DOCUMENTO:
● ● ● ● ● ● ●
17. E não há qualquer dúvida de que a lei reconhece aos partidos a faculdade de fixarem, neste aspeto, as suas próprias regras de funcionamento, designadamente quem pode e não pode ser destituído de membro de determinado órgão, contanto, naturalmente, que tais regras constem dos Estatutos (cfr. n.º 2 do art. 31.º da LPP).

18. Igualmente, em desenvolvimento dos princípios constitucionais, a Lei dos Partidos políticos impõe ainda que o direito de militância num partido não pode ser limitado em razão da condição económica.

19. Ora, o regime de isenção de pagamento obrigatório de quotas aprovado pelo Conselho nacional é, na realidade, inexequível e foi talhado para não passar de letra morta.

20. Ninguém no seu perfeito juízo acredita que um cidadão comum faça depender a sua vontade de aderir a um partido político da necessidade de expor à respetiva comissão executiva a sua detalhada realidade financeira (e, eventualmente até, a do seu agregado familiar).

21. Fornecendo-lhe documentos cobertos inclusivamente pelo sigilo fiscal e dando-lhe a conhecer o valor do IRS pago no último ano.

22. Repare-se na perfídia do novél n.º 8 do art. 13.º do Regulamento Financeiro: exige-se ao militante que forneça a própria liquidação do último IRS pago – não se basta com menos!

23. Tal condição, prevista naquela norma, manifestamente abusiva, atenta contra a reserva da intimidade da vida privada, é desproporcionada, irrazoável e impraticável,

24. Tornando a dispensa de quota excessivamente onerosa e, consequentemente, inatingível.

25. Não pode sequer dizer-se que a quota anual exigida aos militantes seja simbólica: 24€ anuais fazem diferença na economia de muitos portugueses e, naturalmente, num partido interclassista e popular como o CDS, farão diferença na vida de muitos militantes.

26. O regime fixado pelo Conselho Nacional constitui, pois, uma limitação inultrapassável aos direitos de filiação previsto na lei em razão da situação económica,

27. O que, além do mais, viola o princípio da igualdade constitucionalmente previsto.
● ● ● ● ● ● ●
INFORMAÇÃO EXTRAÍDA:
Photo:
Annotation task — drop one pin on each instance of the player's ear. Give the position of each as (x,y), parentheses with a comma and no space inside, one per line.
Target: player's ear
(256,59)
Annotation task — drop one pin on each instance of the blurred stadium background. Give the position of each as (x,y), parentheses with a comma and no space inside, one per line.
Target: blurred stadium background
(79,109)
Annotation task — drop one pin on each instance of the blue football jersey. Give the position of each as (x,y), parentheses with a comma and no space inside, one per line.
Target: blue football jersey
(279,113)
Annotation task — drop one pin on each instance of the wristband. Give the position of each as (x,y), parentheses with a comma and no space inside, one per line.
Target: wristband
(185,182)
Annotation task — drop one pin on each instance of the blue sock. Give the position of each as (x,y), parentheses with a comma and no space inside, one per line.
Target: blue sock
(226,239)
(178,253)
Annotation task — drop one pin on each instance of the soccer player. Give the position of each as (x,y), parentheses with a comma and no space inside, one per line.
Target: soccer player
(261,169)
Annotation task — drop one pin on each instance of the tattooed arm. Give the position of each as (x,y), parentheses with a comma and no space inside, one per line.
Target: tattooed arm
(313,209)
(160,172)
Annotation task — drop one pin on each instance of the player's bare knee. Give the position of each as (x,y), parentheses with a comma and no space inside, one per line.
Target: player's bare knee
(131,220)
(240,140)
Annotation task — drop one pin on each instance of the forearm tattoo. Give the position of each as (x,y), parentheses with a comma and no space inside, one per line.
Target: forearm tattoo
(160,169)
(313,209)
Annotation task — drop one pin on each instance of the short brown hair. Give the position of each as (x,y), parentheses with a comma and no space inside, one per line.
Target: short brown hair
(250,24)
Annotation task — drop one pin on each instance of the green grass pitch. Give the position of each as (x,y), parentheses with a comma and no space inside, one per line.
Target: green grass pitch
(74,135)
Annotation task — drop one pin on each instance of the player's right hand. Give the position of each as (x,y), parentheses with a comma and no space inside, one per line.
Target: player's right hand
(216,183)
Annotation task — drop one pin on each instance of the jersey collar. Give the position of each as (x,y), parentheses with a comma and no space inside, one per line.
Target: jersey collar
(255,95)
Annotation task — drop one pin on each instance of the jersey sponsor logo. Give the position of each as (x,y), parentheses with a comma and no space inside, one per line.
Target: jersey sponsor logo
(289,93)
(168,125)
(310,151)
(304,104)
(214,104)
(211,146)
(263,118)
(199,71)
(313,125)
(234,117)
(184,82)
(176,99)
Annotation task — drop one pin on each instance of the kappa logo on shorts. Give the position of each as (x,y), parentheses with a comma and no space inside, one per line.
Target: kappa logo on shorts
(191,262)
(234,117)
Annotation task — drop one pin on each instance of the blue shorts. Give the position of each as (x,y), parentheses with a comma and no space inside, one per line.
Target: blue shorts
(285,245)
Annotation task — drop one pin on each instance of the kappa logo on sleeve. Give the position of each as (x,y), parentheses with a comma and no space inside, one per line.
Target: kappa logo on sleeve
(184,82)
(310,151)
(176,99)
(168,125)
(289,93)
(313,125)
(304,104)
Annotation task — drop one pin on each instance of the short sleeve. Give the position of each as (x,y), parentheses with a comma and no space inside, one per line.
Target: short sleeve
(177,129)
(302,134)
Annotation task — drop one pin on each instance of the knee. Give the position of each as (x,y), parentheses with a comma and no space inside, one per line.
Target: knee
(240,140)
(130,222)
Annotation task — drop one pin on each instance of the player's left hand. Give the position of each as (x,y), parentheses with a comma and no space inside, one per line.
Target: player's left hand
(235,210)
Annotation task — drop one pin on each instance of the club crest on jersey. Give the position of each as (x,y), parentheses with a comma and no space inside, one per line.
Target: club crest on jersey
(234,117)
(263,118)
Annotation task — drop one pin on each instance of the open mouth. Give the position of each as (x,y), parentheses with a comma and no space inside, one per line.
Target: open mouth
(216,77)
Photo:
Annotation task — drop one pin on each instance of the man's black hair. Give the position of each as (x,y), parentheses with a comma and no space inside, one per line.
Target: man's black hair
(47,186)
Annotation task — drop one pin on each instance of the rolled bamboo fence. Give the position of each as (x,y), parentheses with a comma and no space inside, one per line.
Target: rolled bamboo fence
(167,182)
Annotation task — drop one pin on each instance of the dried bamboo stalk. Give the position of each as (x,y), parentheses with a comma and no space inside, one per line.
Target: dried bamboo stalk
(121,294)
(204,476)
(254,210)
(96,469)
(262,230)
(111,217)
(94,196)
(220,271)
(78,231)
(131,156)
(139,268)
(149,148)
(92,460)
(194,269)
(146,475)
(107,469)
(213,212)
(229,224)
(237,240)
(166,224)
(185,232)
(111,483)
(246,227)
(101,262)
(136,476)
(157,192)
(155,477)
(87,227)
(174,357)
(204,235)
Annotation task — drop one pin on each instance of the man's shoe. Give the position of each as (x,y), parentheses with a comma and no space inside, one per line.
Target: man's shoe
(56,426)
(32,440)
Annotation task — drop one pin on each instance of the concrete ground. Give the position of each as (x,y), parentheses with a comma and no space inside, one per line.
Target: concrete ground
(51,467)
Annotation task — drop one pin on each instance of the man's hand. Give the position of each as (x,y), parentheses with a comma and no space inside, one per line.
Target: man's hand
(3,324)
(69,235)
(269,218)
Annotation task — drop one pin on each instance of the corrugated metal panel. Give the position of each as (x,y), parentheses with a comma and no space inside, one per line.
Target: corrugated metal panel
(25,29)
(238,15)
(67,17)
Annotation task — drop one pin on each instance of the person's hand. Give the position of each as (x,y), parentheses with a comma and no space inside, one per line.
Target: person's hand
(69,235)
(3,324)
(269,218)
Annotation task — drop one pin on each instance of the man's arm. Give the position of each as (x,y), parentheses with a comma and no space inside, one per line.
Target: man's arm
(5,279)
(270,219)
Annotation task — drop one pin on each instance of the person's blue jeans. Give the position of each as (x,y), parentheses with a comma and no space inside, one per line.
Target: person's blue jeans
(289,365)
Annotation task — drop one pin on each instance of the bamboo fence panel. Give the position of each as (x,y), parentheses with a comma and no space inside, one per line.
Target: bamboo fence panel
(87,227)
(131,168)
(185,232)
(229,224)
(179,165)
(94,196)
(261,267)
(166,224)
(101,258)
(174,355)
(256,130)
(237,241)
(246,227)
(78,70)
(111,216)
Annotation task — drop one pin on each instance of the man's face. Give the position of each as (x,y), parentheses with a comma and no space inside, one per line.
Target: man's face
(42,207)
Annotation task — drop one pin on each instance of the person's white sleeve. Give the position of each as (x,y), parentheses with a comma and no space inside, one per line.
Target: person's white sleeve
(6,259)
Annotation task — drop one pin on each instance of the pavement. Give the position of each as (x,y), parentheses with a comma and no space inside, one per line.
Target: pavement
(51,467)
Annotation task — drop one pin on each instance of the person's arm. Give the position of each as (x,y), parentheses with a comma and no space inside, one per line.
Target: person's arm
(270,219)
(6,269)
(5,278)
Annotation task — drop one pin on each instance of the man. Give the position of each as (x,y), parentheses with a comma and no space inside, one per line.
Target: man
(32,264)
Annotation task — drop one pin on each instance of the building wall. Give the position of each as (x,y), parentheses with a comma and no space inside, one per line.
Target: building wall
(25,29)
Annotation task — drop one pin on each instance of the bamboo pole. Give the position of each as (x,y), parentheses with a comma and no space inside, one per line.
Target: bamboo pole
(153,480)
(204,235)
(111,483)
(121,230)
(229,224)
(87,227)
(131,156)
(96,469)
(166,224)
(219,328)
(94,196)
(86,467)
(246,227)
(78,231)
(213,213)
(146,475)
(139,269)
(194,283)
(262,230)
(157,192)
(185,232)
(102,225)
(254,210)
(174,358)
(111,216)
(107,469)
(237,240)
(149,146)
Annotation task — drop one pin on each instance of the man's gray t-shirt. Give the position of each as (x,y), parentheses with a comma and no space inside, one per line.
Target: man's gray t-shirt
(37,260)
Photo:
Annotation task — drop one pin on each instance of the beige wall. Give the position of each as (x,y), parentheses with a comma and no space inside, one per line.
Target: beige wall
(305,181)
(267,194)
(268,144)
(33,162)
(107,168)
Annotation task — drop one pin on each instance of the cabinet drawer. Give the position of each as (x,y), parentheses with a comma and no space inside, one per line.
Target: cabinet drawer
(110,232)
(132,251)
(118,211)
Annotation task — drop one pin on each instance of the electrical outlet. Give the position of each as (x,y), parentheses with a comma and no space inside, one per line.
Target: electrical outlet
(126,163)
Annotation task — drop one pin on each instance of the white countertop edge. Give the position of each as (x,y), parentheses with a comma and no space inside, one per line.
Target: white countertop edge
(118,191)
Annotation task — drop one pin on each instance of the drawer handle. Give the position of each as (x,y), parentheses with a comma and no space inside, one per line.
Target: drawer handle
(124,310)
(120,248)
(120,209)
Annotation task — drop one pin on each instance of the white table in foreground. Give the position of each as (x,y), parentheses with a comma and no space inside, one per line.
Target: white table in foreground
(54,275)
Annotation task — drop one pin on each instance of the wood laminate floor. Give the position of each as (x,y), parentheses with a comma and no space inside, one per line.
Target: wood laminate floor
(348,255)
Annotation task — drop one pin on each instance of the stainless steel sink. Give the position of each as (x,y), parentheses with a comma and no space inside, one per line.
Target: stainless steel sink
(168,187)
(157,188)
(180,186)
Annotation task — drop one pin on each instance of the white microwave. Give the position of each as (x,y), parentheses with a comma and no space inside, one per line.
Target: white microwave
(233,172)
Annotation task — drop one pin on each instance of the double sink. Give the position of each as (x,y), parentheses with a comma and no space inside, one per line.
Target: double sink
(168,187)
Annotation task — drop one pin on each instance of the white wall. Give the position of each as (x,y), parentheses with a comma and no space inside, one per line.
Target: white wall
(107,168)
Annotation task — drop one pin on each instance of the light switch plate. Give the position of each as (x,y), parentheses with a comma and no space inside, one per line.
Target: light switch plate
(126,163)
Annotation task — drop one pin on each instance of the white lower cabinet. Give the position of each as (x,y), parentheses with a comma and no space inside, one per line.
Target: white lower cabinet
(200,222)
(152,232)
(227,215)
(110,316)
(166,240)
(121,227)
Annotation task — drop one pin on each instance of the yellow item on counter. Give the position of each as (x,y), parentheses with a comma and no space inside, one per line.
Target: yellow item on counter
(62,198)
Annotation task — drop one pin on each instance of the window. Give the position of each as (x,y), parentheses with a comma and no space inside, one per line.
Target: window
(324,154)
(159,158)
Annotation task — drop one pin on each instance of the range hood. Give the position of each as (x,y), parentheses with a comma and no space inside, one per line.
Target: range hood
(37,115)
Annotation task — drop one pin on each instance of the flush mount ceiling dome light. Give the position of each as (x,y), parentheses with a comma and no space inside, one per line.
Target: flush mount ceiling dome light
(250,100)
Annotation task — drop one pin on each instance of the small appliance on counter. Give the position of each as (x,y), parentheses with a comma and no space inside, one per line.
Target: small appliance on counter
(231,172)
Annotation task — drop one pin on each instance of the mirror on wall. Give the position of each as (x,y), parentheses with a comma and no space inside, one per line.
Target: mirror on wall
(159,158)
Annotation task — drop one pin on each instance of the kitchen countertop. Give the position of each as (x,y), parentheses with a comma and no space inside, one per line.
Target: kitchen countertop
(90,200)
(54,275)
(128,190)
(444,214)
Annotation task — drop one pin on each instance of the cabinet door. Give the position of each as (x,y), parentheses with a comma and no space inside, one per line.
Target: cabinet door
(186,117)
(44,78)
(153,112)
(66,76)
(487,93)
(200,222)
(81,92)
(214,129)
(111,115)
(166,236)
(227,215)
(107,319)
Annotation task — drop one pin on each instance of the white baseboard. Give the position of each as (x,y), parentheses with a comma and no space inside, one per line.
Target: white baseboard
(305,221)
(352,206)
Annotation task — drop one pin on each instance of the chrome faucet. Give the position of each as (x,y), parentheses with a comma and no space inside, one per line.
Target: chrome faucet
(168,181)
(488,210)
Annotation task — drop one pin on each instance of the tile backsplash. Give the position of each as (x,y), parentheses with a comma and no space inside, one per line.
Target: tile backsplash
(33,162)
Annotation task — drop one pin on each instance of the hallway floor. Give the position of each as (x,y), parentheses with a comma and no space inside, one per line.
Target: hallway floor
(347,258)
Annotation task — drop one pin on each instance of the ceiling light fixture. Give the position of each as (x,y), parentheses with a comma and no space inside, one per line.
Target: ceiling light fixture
● ● ● ● ● ● ●
PROBLEMA BREVE A: Diga se cada afirmação concorda com o documento sobre o regime de quotas do CDS. Para cada uma, responda sim ou não e cite as palavras decisivas do documento. (i) A quota anual exigida aos militantes é de 24€. (ii) O regime de isenção do pagamento de quotas foi aprovado pela comissão executiva. (iii) O n.º 8 do art. 13.º do Regulamento Financeiro exige ao militante a liquidação do último IRS pago.
PROBLEMA BREVE B: Devolva, sem qualquer alteração, um excerto do documento sobre o regime de quotas do CDS. Comece nas palavras "17. E não há" e pare depois de "da condição económica.".
O material é independente do documento e não se relaciona com ele.

RESPOSTA COMPLETA A:
(i) Sim: "24€ anuais fazem diferença na economia de muitos portugueses".
(ii) Não: "o regime de isenção de pagamento obrigatório de quotas aprovado pelo Conselho nacional".
(iii) Sim: "exige-se ao militante que forneça a própria liquidação do último IRS pago".

RESPOSTA COMPLETA B:
17. E não há qualquer dúvida de que a lei reconhece aos partidos a faculdade de fixarem, neste aspeto, as suas próprias regras de funcionamento, designadamente quem pode e não pode ser destituído de membro de determinado órgão, contanto, naturalmente, que tais regras constem dos Estatutos (cfr. n.º 2 do art. 31.º da LPP).

18. Igualmente, em desenvolvimento dos princípios constitucionais, a Lei dos Partidos políticos impõe ainda que o direito de militância num partido não pode ser limitado em razão da condição económica.